** START OF Record set **

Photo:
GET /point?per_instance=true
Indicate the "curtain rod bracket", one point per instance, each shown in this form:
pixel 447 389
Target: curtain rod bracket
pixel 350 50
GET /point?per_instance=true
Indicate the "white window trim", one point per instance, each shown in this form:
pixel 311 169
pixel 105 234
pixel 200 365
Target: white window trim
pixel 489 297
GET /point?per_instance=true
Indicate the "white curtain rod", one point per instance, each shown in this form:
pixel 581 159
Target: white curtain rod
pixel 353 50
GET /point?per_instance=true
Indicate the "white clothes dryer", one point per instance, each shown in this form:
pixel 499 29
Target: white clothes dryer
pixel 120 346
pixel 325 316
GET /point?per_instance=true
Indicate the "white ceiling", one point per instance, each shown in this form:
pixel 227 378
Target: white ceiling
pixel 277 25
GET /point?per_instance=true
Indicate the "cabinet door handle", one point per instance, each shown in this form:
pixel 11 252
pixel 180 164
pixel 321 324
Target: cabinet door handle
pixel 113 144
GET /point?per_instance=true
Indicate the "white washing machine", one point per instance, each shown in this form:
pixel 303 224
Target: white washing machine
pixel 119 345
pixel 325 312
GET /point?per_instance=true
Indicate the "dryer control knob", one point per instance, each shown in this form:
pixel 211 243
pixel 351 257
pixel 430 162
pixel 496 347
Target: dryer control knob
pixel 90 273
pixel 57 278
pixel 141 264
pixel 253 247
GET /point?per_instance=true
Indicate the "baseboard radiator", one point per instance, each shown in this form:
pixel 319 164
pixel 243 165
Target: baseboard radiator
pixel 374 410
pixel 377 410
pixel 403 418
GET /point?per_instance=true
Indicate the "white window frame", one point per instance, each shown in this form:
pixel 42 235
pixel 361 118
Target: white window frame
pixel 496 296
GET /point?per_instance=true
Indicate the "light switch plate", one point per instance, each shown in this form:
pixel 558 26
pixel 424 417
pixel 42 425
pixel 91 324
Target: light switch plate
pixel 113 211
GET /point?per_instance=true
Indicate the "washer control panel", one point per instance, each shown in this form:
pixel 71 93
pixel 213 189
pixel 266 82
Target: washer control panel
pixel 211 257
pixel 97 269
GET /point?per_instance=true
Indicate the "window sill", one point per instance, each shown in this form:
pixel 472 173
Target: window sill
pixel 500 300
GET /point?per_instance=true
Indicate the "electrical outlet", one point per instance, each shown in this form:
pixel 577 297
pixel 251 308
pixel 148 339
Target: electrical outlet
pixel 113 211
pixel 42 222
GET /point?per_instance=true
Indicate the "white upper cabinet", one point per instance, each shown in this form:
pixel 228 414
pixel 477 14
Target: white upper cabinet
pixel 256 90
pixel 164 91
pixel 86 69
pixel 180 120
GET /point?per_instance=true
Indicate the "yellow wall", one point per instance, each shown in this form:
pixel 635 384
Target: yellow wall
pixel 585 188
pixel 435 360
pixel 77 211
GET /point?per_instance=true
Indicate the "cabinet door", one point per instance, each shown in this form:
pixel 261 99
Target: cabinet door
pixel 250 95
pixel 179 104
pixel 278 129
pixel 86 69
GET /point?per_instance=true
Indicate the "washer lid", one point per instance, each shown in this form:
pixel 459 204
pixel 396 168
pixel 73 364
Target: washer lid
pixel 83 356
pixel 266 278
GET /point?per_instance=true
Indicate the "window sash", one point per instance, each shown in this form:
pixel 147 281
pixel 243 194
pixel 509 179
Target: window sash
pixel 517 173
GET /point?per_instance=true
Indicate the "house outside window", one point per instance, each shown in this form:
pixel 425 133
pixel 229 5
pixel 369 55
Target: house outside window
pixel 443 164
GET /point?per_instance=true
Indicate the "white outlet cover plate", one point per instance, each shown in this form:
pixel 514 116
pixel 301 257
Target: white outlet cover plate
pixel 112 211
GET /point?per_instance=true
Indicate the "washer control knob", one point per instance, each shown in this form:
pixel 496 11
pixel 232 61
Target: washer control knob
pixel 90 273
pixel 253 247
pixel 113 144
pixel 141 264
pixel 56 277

** END OF Record set **

Directions for this task:
Set out every line above as a JSON list of strings, one string per line, leaving out any blank lines.

Finished answer:
[
  "Photo:",
  "GET /point?per_instance=true",
  "Indicate the \"curtain rod bracket\", one point per instance, each shown in this form:",
  "pixel 447 389",
  "Target: curtain rod bracket",
  "pixel 350 50",
  "GET /point?per_instance=true",
  "Indicate the \"white window trim\", one point per instance, each shown in this form:",
  "pixel 311 169",
  "pixel 105 234",
  "pixel 200 365",
  "Target: white window trim",
  "pixel 489 297",
  "GET /point?per_instance=true",
  "Indicate the \"white curtain rod\", one point per instance, each shown in this form:",
  "pixel 581 159",
  "Target: white curtain rod",
  "pixel 353 50",
  "GET /point?per_instance=true",
  "Indicate the \"white clothes dryer\", one point per instance, each shown in this form:",
  "pixel 499 29",
  "Target: white clothes dryer",
  "pixel 120 346",
  "pixel 325 316",
  "GET /point?per_instance=true",
  "Indicate the \"white ceiling\", one point per instance, each shown in this form:",
  "pixel 227 378",
  "Target: white ceiling",
  "pixel 277 25",
  "GET /point?per_instance=true",
  "Indicate the \"cabinet door handle\", one point per instance, each shown in this form:",
  "pixel 11 252",
  "pixel 180 164",
  "pixel 321 324",
  "Target: cabinet door handle",
  "pixel 113 144",
  "GET /point?per_instance=true",
  "Indicate the \"white washing machine\", one point per instance, each shown in this form:",
  "pixel 303 224",
  "Target: white washing machine",
  "pixel 119 345",
  "pixel 325 312",
  "GET /point?per_instance=true",
  "Indicate the \"dryer control knob\", one point per instance, each shown in this form:",
  "pixel 211 243",
  "pixel 351 257",
  "pixel 430 162",
  "pixel 496 347",
  "Target: dryer control knob",
  "pixel 90 273",
  "pixel 57 278",
  "pixel 141 264",
  "pixel 253 247",
  "GET /point?per_instance=true",
  "Indicate the \"baseboard radiator\", one point per instance, each shown in this form:",
  "pixel 319 164",
  "pixel 243 165",
  "Target: baseboard radiator",
  "pixel 374 410",
  "pixel 377 410",
  "pixel 403 418",
  "GET /point?per_instance=true",
  "Indicate the \"white window frame\", one point per instance, each shown in this form:",
  "pixel 42 235",
  "pixel 361 118",
  "Target: white window frame",
  "pixel 496 296",
  "GET /point?per_instance=true",
  "Indicate the \"light switch plate\", one point per instance, each shown in this form:",
  "pixel 558 26",
  "pixel 424 417",
  "pixel 42 425",
  "pixel 91 324",
  "Target: light switch plate",
  "pixel 113 211",
  "GET /point?per_instance=true",
  "Indicate the \"washer control panel\", one point per instance, each shown in this form:",
  "pixel 71 93",
  "pixel 213 189",
  "pixel 266 82",
  "Target: washer control panel",
  "pixel 211 257",
  "pixel 97 269",
  "GET /point?per_instance=true",
  "Indicate the \"window sill\", one point per instance, each shown in this form:",
  "pixel 472 173",
  "Target: window sill",
  "pixel 500 300",
  "GET /point?per_instance=true",
  "Indicate the \"electrical outlet\", one point per instance, each shown in this form:",
  "pixel 577 297",
  "pixel 251 308",
  "pixel 148 339",
  "Target: electrical outlet",
  "pixel 113 211",
  "pixel 42 222",
  "GET /point?per_instance=true",
  "Indicate the \"white upper cabinet\", one point per instance, each shown in this form:",
  "pixel 228 414",
  "pixel 477 14",
  "Target: white upper cabinet",
  "pixel 256 90",
  "pixel 164 91",
  "pixel 86 69",
  "pixel 180 120",
  "GET /point?per_instance=true",
  "Indicate the \"yellow wall\", one point per instance, each shown in this form:",
  "pixel 635 384",
  "Target: yellow wall",
  "pixel 585 188",
  "pixel 435 360",
  "pixel 77 211",
  "GET /point?per_instance=true",
  "Indicate the \"cabinet door\", one point per instance, each shown in this form:",
  "pixel 261 99",
  "Target: cabinet door",
  "pixel 250 95",
  "pixel 179 104",
  "pixel 278 129",
  "pixel 86 69",
  "GET /point?per_instance=true",
  "Indicate the \"washer lid\", one point per instance, each shown in this form:",
  "pixel 459 204",
  "pixel 396 168",
  "pixel 73 364",
  "Target: washer lid",
  "pixel 83 356",
  "pixel 266 278",
  "GET /point?per_instance=true",
  "Indicate the \"window sash\", one point per instance, each shown in this form:",
  "pixel 147 281",
  "pixel 243 194",
  "pixel 509 179",
  "Target: window sash",
  "pixel 517 173",
  "GET /point?per_instance=true",
  "Indicate the \"house outside window\", one point per instance, each shown in this form:",
  "pixel 425 133",
  "pixel 229 5",
  "pixel 369 55",
  "Target: house outside window",
  "pixel 443 164",
  "GET /point?per_instance=true",
  "Indicate the \"white outlet cover plate\", one point per instance, each shown in this form:",
  "pixel 514 116",
  "pixel 301 257",
  "Target: white outlet cover plate",
  "pixel 112 211",
  "GET /point?per_instance=true",
  "Indicate the \"washer control knob\", one point per instance, each shown in this form:",
  "pixel 496 11",
  "pixel 232 61",
  "Target: washer control knob",
  "pixel 90 273",
  "pixel 253 247",
  "pixel 113 144",
  "pixel 141 264",
  "pixel 56 277"
]